►

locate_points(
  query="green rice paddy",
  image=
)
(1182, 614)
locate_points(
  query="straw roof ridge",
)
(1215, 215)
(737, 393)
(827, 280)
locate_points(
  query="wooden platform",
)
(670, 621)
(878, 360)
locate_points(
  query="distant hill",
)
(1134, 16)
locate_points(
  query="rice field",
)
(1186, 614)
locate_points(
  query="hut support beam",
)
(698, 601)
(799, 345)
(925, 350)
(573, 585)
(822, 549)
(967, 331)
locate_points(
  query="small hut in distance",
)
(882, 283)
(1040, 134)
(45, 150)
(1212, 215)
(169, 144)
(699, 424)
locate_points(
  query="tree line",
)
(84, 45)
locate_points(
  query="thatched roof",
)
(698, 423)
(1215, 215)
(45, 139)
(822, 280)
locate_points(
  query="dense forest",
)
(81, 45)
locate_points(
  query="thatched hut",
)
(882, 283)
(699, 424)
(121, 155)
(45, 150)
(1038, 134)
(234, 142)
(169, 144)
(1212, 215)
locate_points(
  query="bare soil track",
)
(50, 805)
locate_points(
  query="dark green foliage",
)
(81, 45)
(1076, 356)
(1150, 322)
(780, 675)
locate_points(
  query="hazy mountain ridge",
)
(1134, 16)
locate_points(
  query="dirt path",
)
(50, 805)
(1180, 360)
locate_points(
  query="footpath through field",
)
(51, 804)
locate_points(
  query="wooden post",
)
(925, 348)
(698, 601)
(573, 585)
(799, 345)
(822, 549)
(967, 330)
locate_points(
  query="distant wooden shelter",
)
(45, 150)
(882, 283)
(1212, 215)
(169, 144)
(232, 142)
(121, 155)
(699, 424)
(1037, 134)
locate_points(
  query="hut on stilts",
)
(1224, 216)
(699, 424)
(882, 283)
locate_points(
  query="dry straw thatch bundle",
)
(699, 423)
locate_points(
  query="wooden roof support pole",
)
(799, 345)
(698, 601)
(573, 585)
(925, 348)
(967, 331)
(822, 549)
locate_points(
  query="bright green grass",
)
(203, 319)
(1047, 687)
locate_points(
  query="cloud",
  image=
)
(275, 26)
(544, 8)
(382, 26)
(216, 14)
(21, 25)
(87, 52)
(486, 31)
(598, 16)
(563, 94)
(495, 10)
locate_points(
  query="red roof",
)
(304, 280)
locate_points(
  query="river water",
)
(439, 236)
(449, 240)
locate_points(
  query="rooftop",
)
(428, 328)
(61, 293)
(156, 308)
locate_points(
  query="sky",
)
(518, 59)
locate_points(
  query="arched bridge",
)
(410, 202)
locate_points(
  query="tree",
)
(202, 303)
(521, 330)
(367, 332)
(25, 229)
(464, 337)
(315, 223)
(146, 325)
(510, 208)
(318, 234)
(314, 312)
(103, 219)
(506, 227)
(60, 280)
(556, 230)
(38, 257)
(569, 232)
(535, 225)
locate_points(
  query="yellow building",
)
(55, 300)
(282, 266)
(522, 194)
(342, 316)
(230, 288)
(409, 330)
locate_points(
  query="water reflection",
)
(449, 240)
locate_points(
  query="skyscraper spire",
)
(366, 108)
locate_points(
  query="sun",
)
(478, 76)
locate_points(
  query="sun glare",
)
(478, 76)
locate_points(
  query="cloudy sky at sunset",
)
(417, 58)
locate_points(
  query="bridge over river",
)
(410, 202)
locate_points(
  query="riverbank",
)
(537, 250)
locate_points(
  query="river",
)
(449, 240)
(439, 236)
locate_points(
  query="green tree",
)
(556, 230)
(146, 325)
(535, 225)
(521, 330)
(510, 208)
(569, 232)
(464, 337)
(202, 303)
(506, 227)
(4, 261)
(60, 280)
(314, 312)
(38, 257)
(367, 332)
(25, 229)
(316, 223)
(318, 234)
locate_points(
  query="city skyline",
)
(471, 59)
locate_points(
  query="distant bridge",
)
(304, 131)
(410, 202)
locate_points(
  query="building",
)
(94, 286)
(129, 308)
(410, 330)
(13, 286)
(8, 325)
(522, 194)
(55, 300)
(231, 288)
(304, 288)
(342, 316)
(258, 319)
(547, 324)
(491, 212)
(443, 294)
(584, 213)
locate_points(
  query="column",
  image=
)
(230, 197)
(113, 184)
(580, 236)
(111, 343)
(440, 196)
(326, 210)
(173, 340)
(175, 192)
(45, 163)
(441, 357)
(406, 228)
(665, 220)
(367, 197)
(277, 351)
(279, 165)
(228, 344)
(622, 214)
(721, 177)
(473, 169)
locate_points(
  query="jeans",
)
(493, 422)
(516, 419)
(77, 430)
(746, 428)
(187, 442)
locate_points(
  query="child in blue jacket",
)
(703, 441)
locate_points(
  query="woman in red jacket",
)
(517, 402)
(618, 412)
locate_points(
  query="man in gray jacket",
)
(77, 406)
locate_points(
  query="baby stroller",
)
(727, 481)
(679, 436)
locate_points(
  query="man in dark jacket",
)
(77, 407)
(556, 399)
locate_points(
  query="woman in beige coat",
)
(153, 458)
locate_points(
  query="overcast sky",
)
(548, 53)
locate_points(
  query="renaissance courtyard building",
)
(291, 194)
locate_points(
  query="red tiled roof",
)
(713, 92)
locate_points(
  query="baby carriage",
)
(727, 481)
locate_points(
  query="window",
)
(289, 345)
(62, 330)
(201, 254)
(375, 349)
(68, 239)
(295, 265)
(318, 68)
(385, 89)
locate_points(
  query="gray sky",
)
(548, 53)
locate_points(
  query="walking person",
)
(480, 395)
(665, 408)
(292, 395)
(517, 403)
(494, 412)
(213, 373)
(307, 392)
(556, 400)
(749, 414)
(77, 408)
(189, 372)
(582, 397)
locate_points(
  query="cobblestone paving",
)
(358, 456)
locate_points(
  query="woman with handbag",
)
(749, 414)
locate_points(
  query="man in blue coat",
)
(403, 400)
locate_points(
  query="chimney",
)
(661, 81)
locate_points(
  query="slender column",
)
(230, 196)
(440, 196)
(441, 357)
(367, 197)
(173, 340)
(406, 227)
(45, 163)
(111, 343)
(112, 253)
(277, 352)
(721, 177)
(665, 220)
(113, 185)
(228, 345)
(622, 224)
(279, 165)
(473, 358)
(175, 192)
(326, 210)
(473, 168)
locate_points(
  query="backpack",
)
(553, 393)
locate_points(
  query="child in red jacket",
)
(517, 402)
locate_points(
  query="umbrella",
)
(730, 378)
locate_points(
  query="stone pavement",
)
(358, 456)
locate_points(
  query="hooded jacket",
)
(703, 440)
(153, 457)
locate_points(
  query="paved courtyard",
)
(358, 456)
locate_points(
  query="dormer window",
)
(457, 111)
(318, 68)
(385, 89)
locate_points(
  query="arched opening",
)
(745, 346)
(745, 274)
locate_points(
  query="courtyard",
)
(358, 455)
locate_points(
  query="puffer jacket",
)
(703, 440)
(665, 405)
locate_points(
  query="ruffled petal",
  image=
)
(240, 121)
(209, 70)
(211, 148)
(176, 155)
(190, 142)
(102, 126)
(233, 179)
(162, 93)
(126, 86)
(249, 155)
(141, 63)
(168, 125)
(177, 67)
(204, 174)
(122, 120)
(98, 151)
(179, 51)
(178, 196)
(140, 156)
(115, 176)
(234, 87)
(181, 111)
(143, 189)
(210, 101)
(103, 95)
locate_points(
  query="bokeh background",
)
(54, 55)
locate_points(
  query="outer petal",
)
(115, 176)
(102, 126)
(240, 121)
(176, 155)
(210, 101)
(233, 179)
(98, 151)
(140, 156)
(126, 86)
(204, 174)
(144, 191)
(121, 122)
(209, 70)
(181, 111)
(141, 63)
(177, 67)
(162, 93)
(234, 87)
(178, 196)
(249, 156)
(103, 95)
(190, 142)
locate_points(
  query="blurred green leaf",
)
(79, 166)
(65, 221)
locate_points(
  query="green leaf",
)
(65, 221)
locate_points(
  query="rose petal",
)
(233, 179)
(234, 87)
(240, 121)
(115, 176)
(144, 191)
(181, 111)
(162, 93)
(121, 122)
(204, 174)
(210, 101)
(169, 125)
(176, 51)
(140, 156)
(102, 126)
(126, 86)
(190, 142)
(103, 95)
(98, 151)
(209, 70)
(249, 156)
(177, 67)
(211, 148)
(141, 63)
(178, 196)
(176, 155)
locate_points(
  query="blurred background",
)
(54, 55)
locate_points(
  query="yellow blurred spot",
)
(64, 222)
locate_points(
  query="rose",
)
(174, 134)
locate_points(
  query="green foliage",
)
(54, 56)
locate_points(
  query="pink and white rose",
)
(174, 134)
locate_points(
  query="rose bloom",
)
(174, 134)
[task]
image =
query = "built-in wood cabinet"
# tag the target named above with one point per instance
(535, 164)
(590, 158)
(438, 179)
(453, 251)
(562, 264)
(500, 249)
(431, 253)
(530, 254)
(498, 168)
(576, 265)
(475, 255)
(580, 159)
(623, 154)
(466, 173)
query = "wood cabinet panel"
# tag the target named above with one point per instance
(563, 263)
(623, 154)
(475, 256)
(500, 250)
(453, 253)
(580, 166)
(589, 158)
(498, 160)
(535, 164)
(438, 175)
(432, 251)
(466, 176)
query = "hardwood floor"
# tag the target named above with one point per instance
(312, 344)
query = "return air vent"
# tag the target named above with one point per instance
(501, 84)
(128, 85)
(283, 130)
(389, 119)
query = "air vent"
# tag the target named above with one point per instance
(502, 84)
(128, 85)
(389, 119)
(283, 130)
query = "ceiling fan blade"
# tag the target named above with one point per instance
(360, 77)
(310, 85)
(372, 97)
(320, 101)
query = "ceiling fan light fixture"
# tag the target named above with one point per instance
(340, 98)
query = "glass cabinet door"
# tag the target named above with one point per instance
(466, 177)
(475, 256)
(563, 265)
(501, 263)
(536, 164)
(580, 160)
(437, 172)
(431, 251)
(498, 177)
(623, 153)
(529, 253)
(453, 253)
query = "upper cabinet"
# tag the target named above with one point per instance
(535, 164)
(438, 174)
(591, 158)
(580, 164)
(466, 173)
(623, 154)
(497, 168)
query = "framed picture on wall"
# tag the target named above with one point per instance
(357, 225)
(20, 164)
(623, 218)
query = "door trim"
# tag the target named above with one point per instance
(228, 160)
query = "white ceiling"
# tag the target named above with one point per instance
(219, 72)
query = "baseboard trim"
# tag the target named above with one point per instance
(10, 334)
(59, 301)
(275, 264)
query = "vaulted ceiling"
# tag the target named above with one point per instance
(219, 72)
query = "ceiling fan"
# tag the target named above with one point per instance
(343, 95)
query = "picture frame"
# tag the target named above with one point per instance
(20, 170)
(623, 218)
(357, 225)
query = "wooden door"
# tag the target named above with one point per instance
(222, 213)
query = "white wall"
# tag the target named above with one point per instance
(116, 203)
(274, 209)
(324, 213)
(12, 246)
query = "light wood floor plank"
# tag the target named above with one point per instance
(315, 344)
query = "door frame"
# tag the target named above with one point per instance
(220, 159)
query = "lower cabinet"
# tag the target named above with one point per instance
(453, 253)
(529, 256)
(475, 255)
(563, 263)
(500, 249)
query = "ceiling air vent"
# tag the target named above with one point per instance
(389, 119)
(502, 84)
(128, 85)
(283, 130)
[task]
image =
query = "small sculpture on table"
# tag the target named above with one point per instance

◄

DESCRIPTION OF THE TASK: Report every line of the records above that contains the string "wall", matching case exactly.

COMPLETED EXERCISE:
query = "framed picture on wall"
query = "white wall"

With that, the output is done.